Swap "drop a marker" for "place a dot" everywhere in the lines below, leave everything else the same, and don't include the pictures.

[begin Records for processing]

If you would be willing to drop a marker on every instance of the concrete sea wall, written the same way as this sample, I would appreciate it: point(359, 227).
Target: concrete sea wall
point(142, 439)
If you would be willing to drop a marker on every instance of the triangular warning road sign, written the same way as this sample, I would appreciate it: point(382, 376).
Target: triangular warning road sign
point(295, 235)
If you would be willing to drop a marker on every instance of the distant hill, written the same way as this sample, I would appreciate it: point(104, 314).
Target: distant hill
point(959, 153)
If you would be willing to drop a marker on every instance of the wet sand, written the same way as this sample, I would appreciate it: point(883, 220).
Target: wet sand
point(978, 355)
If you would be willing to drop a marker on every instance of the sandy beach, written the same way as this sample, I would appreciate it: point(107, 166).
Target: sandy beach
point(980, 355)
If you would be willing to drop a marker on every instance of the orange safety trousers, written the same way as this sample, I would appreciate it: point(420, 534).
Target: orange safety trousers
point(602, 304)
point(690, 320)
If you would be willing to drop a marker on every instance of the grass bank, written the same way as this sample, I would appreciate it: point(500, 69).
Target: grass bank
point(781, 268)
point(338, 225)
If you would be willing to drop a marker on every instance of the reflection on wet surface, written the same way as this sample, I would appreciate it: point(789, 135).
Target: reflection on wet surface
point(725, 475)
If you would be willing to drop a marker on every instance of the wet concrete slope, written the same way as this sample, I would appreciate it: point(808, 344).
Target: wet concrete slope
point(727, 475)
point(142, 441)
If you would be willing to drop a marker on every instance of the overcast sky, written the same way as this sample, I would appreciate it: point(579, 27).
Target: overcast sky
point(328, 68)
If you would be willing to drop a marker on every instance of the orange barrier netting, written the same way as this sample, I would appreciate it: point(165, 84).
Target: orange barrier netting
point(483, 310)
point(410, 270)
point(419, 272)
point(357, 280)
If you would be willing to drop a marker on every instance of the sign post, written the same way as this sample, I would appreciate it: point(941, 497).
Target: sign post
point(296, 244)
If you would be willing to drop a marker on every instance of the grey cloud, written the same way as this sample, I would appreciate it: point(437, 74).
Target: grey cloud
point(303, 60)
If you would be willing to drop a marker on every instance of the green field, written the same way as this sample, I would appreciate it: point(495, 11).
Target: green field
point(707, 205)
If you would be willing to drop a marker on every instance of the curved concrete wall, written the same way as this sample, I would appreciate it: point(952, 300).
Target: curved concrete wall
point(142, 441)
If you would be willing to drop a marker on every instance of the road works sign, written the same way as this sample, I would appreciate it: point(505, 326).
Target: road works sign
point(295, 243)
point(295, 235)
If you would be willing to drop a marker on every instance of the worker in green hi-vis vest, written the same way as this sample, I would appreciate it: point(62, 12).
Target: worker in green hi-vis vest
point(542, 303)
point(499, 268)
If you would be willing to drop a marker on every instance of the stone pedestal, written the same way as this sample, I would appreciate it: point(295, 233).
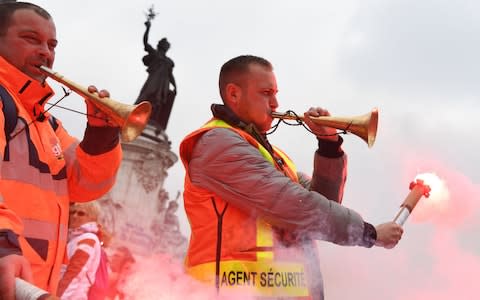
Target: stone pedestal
point(138, 211)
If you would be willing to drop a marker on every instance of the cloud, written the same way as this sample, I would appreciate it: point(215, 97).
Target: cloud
point(422, 46)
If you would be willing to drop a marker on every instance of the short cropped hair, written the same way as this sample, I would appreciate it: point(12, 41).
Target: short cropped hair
point(7, 8)
point(232, 70)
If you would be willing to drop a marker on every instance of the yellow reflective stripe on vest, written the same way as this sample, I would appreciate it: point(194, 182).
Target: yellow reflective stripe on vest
point(264, 239)
point(260, 279)
point(264, 236)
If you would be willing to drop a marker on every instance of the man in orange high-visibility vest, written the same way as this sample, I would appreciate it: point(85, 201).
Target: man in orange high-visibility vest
point(43, 168)
point(253, 217)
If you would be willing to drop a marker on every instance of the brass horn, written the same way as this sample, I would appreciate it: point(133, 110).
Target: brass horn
point(132, 119)
point(364, 126)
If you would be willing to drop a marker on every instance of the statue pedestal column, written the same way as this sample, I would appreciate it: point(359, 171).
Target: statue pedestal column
point(138, 211)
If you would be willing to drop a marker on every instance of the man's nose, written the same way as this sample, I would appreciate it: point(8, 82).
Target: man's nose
point(45, 51)
point(273, 102)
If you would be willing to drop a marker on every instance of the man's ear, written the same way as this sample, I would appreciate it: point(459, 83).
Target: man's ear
point(233, 94)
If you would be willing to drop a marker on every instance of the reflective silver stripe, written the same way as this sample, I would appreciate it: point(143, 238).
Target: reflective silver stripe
point(83, 181)
point(86, 184)
point(44, 230)
point(19, 169)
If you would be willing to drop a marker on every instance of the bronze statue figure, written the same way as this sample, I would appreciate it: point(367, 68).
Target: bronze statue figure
point(156, 88)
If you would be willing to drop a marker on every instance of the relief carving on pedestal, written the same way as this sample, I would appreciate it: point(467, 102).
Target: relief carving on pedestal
point(149, 171)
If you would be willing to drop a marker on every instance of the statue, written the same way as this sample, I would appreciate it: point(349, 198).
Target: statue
point(156, 88)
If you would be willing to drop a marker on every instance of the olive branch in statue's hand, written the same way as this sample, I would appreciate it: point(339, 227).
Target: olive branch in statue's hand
point(150, 15)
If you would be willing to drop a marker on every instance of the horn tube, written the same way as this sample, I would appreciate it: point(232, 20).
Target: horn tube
point(132, 119)
point(363, 126)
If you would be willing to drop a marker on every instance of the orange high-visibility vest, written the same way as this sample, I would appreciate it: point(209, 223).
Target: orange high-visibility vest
point(230, 249)
point(42, 170)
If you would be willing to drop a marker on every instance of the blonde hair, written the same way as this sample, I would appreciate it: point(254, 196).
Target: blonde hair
point(92, 211)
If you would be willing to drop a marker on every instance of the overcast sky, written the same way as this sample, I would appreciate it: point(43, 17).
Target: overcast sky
point(414, 60)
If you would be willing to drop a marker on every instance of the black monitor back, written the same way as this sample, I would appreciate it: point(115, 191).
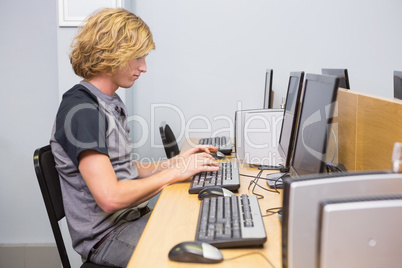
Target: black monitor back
point(341, 73)
point(268, 97)
point(312, 133)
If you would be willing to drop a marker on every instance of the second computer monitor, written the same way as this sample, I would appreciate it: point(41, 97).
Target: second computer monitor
point(268, 98)
point(398, 85)
point(312, 133)
point(341, 73)
point(290, 116)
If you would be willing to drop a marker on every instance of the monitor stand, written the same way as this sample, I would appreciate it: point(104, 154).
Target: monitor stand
point(275, 180)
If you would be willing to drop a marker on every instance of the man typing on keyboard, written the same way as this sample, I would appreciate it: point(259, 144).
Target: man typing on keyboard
point(104, 192)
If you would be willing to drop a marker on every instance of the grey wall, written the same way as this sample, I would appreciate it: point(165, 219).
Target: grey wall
point(222, 48)
point(219, 47)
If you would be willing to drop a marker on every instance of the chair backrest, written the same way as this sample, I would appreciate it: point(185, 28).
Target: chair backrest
point(49, 184)
point(168, 140)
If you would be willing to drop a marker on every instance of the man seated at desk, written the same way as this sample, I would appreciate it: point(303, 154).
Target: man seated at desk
point(104, 191)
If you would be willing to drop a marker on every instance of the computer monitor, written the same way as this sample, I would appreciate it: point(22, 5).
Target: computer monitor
point(268, 97)
point(290, 116)
point(398, 85)
point(301, 203)
point(312, 133)
point(341, 73)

[end Records for processing]

- Reply -
If you would be willing to place a dot on every instance of the concrete sea wall, written the same way as this sample, I would appreciate it: point(359, 227).
Target: concrete sea wall
point(142, 439)
If you would be willing to place a dot on every instance of the triangular warning road sign, written the same way as this sample, I would appreciate it: point(382, 376).
Target: triangular warning road sign
point(295, 235)
If you would be willing to place a dot on every instance of the distant hill, written the same way as this sample, I would appreciate it: point(104, 314).
Target: distant hill
point(959, 153)
If you would be willing to place a dot on every instance of the wet sand, written the same way as this sample, I would appreciate it: point(883, 220).
Target: wet sand
point(978, 355)
If you would be willing to place a dot on every instance of the sandy beach, written the same way as this sample, I would appreciate it: point(107, 166).
Target: sandy beach
point(980, 355)
If you would be willing to place a dot on every instance of the orange safety trousers, written the same way as this sample, I would appreciate it: point(420, 534).
Target: orange safety trousers
point(602, 304)
point(690, 320)
If you would be willing to place a dot on every instance of the grass bank, written the same way as this sample, I would appreciate it: point(500, 69).
Target: grass bank
point(781, 268)
point(338, 225)
If you would be willing to place a dot on every instance of the reflection on wet surface, written the same way as this sample, I would appreciate it: point(789, 135).
Target: reflection on wet surface
point(725, 475)
If you would be willing to place a dot on every instance of the wet concrete slope, written the same way as this sample, I would appreciate it: point(808, 344).
Target: wet concrete slope
point(727, 475)
point(142, 441)
If you would be willing to place a dot on every instance of the overcast sky, written the same way as this sample, I would appreciate it: point(579, 27).
Target: overcast sky
point(328, 68)
If you would be willing to place a dot on every instance of the orange barrier netting, written the same way as this sample, I would appreciate it: point(165, 84).
Target: orange barrier netting
point(483, 310)
point(410, 270)
point(419, 272)
point(357, 280)
If you would be willing to place a dot on every instance of the sign post, written the same way as this sample, I would appreciate it: point(941, 497).
Target: sign post
point(296, 244)
If you would be willing to place a dot on every instance of the grey cloud, written the same way as this sample, I would appreciate it: point(437, 74).
Target: grey cloud
point(303, 60)
If you would be willing to place a dot on every instance of the green field, written the same way as this sample, I would appreciate it: point(495, 11).
Target: green field
point(707, 205)
If you would be willing to place a dot on every instance of the curved concrete wall, written the same way as this sample, I would appreciate it: point(952, 300).
Target: curved concrete wall
point(142, 441)
If you would be willing to place a dot on every instance of the road works sign, written the same way as this sample, I would appreciate it: point(505, 326).
Target: road works sign
point(295, 243)
point(295, 235)
If you would be willing to place a dot on every instance of the worker in green hi-vis vest, written the same way as this sample, I would appreciate it: point(62, 12).
Target: worker in green hi-vis vest
point(542, 303)
point(499, 268)
If you would be willing to place a dot on every instance of the stone pedestal, written the same way as this sample, I would appreciate it: point(295, 233).
Target: stone pedestal
point(138, 211)
If you would be willing to place a dot on every instance of the cloud, written the same way as this sample, I would appreciate it: point(215, 97).
Target: cloud
point(422, 46)
If you would be willing to place a dot on every instance of the short cropped hair, written the same way as this sample, I would appreciate it: point(12, 41).
Target: short cropped hair
point(7, 8)
point(232, 70)
If you would be willing to place a dot on every instance of the yellow reflective stripe on vest, written the same way as this sample, I would appreciate it: point(194, 182).
Target: yellow reflective stripe on vest
point(264, 239)
point(260, 279)
point(264, 236)
If you would be willing to place a dot on every instance of the man in orange high-visibility vest, written the same way as this sample, I would appreciate it: point(85, 201).
Target: man in orange high-visibility vest
point(43, 168)
point(253, 217)
If you would be willing to place a dot on every instance of the brass horn, written the same way as this sample, I would appreciate it: point(133, 110).
Target: brass horn
point(132, 119)
point(364, 126)
If you would be willing to place a dot on every instance of the statue pedestal column, written the same way as this sample, I would appreciate it: point(359, 171).
Target: statue pedestal column
point(138, 211)
If you would be willing to place a dot on every instance of the man's nose, written the same way as this sample, I would appreciate it: point(8, 82).
Target: man's nose
point(45, 51)
point(273, 102)
If you would be willing to place a dot on every instance of the man's ear, written the same way as this sample, I would appreciate it: point(459, 83).
Target: man's ear
point(233, 94)
If you would be willing to place a dot on every instance of the reflective silver stripe, written the same way as this sample, I would appreciate it: point(143, 238).
Target: reflective silver stripe
point(83, 181)
point(86, 184)
point(44, 230)
point(19, 169)
If you would be willing to place a dot on every instance of the bronze statue figure, written the same way as this sample, I would appreciate it: point(367, 68).
Target: bronze statue figure
point(156, 88)
If you would be willing to place a dot on every instance of the relief carving on pedestal, written the same way as this sample, I would appreciate it: point(467, 102).
Target: relief carving on pedestal
point(149, 171)
If you would be willing to place a dot on every instance of the statue, written the same way as this sample, I would appreciate it: point(349, 198).
Target: statue
point(156, 88)
If you would be willing to place a dot on every instance of the olive branch in statue's hand, written the same way as this sample, I would appreciate it: point(339, 227).
Target: olive branch in statue's hand
point(150, 15)
If you would be willing to place a dot on every instance of the horn tube, written the same way as this sample, I would appreciate it: point(232, 20).
Target: horn tube
point(132, 119)
point(363, 126)
If you would be willing to place a dot on every instance of the orange high-visibility vest, written the same way as this sample, I would appreciate it: point(209, 223).
Target: orange high-visibility vest
point(230, 249)
point(42, 170)
If you would be willing to place a dot on every instance of the blonde hair, written the same way as this sample, I would appreciate it: point(254, 196).
Target: blonde hair
point(92, 211)
If you would be willing to place a dot on every instance of the overcast sky, written the same way as this sample, I would appreciate it: point(43, 17).
Target: overcast sky
point(414, 60)
If you would be willing to place a dot on every instance of the black monitor back, written the same way as this sample, I would appreciate it: point(115, 191).
Target: black monitor back
point(341, 73)
point(268, 97)
point(312, 133)
If you would be willing to place a dot on every instance of the second computer monitor, written the same way as this sample, I would appreciate it: point(41, 97).
Target: second computer monitor
point(268, 98)
point(398, 85)
point(312, 133)
point(341, 73)
point(290, 116)
If you would be willing to place a dot on every instance of the monitor stand, written the same way as this sample, I would appreciate it: point(104, 154).
Target: monitor stand
point(275, 180)
If you would be willing to place a dot on every instance of the man typing on keyboard, written the same way as this sample, I would appreciate it: point(259, 144).
Target: man typing on keyboard
point(104, 192)
If you would be willing to place a dot on every instance of the grey wall, written the same way as this sample, I would appreciate it: point(165, 219).
Target: grey wall
point(222, 48)
point(219, 47)
If you would be willing to place a dot on every instance of the chair backrest, written the same way as this sample, I would appreciate it: point(185, 28).
Target: chair backrest
point(49, 184)
point(168, 140)
If you would be willing to place a dot on every instance of the man seated at desk, written the same way as this sample, I would appreciate it: point(303, 154).
Target: man seated at desk
point(104, 191)
If you would be willing to place a dot on every instance of the computer monitor, written the same way as this sample, I would appreciate it: point(22, 5).
Target: computer monitor
point(268, 97)
point(290, 116)
point(398, 85)
point(301, 203)
point(312, 133)
point(341, 73)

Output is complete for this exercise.